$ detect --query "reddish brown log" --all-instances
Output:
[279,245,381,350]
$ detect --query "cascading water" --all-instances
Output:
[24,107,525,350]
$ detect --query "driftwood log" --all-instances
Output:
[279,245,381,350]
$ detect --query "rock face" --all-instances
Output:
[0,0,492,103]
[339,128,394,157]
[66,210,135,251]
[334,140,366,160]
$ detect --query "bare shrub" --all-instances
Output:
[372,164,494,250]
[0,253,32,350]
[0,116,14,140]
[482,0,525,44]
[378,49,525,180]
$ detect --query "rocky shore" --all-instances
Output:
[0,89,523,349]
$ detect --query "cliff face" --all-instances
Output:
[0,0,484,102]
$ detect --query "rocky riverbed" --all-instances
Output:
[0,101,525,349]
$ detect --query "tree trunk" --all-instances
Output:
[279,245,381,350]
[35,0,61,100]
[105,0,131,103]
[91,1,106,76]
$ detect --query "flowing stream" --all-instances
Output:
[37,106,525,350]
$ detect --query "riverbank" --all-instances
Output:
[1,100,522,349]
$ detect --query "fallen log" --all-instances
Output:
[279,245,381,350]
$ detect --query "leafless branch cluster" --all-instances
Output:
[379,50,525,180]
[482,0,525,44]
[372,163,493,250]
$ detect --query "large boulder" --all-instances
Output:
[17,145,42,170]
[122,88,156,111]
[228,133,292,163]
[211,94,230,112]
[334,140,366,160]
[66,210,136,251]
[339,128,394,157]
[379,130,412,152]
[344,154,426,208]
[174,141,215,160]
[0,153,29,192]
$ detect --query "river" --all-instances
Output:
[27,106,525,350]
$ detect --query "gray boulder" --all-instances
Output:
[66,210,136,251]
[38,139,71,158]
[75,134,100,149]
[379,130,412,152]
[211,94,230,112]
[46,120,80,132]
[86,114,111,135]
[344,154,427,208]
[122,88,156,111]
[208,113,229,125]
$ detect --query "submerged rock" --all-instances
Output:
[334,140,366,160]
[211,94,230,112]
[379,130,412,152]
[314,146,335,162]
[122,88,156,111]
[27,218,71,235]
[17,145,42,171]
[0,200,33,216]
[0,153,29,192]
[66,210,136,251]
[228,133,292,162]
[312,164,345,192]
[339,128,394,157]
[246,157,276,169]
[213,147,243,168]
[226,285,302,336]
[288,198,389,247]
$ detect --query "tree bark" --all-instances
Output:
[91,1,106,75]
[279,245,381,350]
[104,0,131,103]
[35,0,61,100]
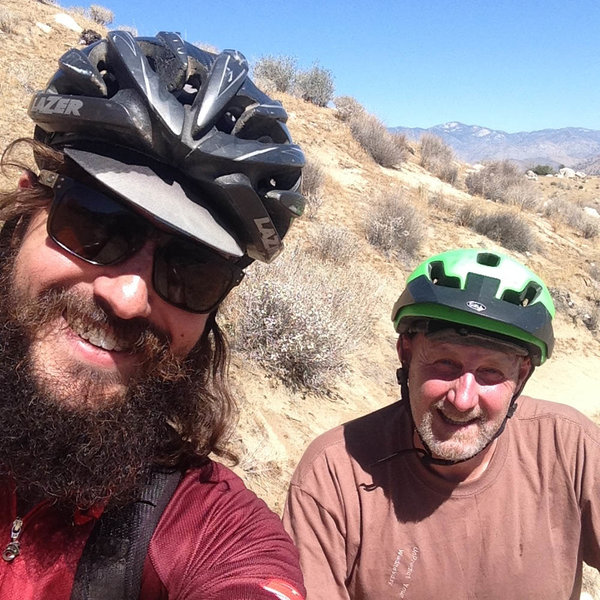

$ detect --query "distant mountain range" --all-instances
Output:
[390,121,600,174]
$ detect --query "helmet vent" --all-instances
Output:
[477,252,500,267]
[502,281,542,306]
[429,261,460,289]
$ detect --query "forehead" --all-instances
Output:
[417,334,523,364]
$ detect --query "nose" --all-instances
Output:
[446,371,479,412]
[93,244,154,319]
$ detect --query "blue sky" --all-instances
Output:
[61,0,600,132]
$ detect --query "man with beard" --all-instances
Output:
[284,250,600,600]
[0,32,304,600]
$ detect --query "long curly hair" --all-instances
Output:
[0,138,238,469]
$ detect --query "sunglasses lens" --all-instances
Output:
[153,239,242,313]
[48,183,148,265]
- - - -
- _What the task asks_: Please pull out every line of the records that contains the word "face". Case counts.

- _Finished answer_:
$ detect --query "rock face" --all-instances
$ detect --query "cliff face" --all-instances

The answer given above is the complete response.